REQUIRED ACTION: What is needed here is every line of the records that includes "glass".

DATASET RECORDS:
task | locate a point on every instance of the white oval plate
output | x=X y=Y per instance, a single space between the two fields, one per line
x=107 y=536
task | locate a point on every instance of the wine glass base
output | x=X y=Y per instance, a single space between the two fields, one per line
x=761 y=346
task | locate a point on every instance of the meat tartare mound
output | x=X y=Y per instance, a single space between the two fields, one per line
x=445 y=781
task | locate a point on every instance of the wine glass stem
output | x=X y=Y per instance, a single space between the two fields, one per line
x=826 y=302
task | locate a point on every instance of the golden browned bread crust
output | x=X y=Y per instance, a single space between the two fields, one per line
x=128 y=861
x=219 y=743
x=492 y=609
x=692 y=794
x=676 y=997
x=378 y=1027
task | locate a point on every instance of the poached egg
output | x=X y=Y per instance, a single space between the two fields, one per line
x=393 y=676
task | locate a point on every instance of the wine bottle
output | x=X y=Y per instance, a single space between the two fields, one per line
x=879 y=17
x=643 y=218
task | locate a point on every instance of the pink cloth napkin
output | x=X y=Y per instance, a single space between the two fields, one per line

--

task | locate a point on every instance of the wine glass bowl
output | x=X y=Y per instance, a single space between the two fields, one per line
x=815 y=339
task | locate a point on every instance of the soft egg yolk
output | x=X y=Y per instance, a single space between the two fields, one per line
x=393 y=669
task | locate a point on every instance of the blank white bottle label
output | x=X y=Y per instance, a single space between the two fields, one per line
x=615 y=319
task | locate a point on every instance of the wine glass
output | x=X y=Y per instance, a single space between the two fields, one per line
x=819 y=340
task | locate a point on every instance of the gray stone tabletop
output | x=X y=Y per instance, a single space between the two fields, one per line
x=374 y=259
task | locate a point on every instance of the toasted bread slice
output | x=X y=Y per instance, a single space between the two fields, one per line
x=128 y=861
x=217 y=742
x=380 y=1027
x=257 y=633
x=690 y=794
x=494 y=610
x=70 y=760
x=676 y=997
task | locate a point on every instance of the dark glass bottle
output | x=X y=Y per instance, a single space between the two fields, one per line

ANSWER BOX:
task | locate a point on every instance of the wine glass base
task | locate a point on every instance of the wine glass stem
task | locate a point on every instance of the wine glass bowl
task | locate a point on every instance of the wine glass
task | locate a point on every instance of the dark glass bottle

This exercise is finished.